Görev Beni Çağırıyor... Seni de...

27 Ağustos 2010 Cuma

Ötekileştirmek


Şu an ki ruh yapımın, hayatımın, karakterimin ana taşı, başrol oyuncusu olan Rahmetli babamın ruhu şâd olsun...
Bitlis'e tayinim çıktığında; babamın yolda söylediği şu sözler hep aklımdadır. "Türk-Kürt diye bir ayrım yoktur. Hepimiz insanız. İnsana hizmet ise Hakka hizmettir." Kendi düşüncesini bu şekilde söyleyen babam, benim gibi düşünün dememiştir asla! O düşüncesini söyler ne düşünüp ne düşünmeyeceğimiz kararını ise bize bırakırdı çoğu zaman!! (Bu sözler iyi zamanlarındaki babam için yazdığım satırlardır. Onu kötü  anmak istemediğim için iyi ve güzelliklerinden bahsedeceğim)
Askerliğini de doğuda yapan babam bu düşüncelerini askerlikte edinmişti sanırım. Koyunlarını otlatan çobanın koyunları askeriyenin girilmesi yasak olan alanına girmiş, babamın nöbet tuttuğu arkadaşı çobanı (Kürt olduğunu söyleyip aşağılayarak) dövmeye başlamıştı. Devleti koruyup kollayan askerin karşısında boynu kıldan ince olan çoban ise yediği tekme ve yumruklara karşı gelmiyor, yalvaran sesle dövmemesini, bir hata yaptığını affetmesini söylüyordu. Babam ise bu durum karşısında daha fazla dayanamamış arkadaşına engel olmuştu. Gözleriyle teşekkür eden o çobanın bakışlarından sonra babam Türk-Kürt ayrımının doğru olmadığına inanmış, bize de inandıklarını söyleyip durur olmuştu. Bu sözlerimden Mehmetçiğimizi eleştirmek gibi bir amacımın olduğunu sakın düşünmeyesiniz. Bu Kürt-Türk ayrımı üstüne ortaokulda yaşadığım olayı da anlatırsam umarım anlatmak istediğim daha iyi anlaşılacaktır. Aslen Elbistan'lı olan; babasının tayininin doğduğum şehre çıkması nedeniyle okulumuza kayıt olmuş "Çağlayan" isminde bir arkadaşım vardı. Sınıfımızda Fatih adındaki çocukla kavga etmeye başlamışlardı. Şu an kavganın nedenini hatırlamıyorum ancak  Çağlayan'ın "Kürt çocuğu ne olacak!" diyerek Fatih'i aşağıladığını hatırlıyorum. Fatih'in Kürt olduğunu o zaman öğrenmiştim ancak Kürt'ün ne anlama geldiğini kavrayamamıştım. Yaşıtım Çağlayan ötekileştiren bu kavramı ne zaman öğrendi, Fatih'in Kürt olduğunu ne zaman anladı bilmiyorum... Bu aileden alınan bir durumdu sanırım. Zamanla bu konunun Türkiye'nin temel sorunlarından bir tanesi olduğunu gördüğümde anlayacaktım!. Ortaokula giden "Çağlayan"ı ve "Kürt çocuğu Fatih!"i ve yahut onların ailelerini suçlamanın da doğru olduğunu düşünmüyorum. Suçlu aramak yanlış. Doğruyu arayıp bulmamız gerek. Peki doğru ne?

> [Görevler]:
a – Ötekileştirme konulu yazıya göre yazarın ortaokuldaki arkadaşı Çağlayan aslen nerelidir?
b – Ötekileştirme konulu yazıyı son cümlesinden sonra sürdürünüz.

> [Sağlanan Malzeme]:
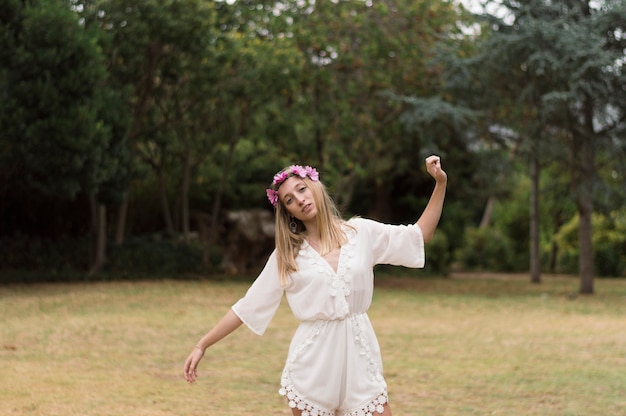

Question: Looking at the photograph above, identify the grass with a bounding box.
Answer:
[0,275,626,416]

> [Görev Yanıtları]:
a – Çağlayan aslen Elbistan'lıdır.

b –
Doğuda yaşanan bütün sorunların temeli babamın askerliğini yaptığı 40 sene öncesine  hatta daha evveline dayanıyor olmalı.
Babam sadece Türk-Kürt ayrımından değil  insanı ötekileştiren bütün ayrımcılıklardan ve aşağılayacak tarzda bunun dile getirilmesinden hoşlanmazdı. Mahallemizde boş bir arsayı satın alıp göçebe hayattan yerleşik hayata geçmek isteyen çingenelerin mahallemize yerleşeceği duyulduğunda bütün mahalle sakinleri bu durumdan rahatsız olmuştu. "Çingeneler!" hakkında laf edeceğimiz bir gün  babam "çingene!" denilmesinden bile rahatsız olmuş "onlara çingene değil göçebe deyin" diyerek bu rahatsızlığını dile getirmişti... 
Toplumumuzda ötekileştirme o kadar çok yapılıyor ki bunun bedelini ise fazlasıyla ödüyoruz... Ötekileştirdiklerimize başka ötekiler!! sahip çıkıp bize karşı ötekileştiriyorlar! Kendimiz edip kendimiz buluyoruz yani...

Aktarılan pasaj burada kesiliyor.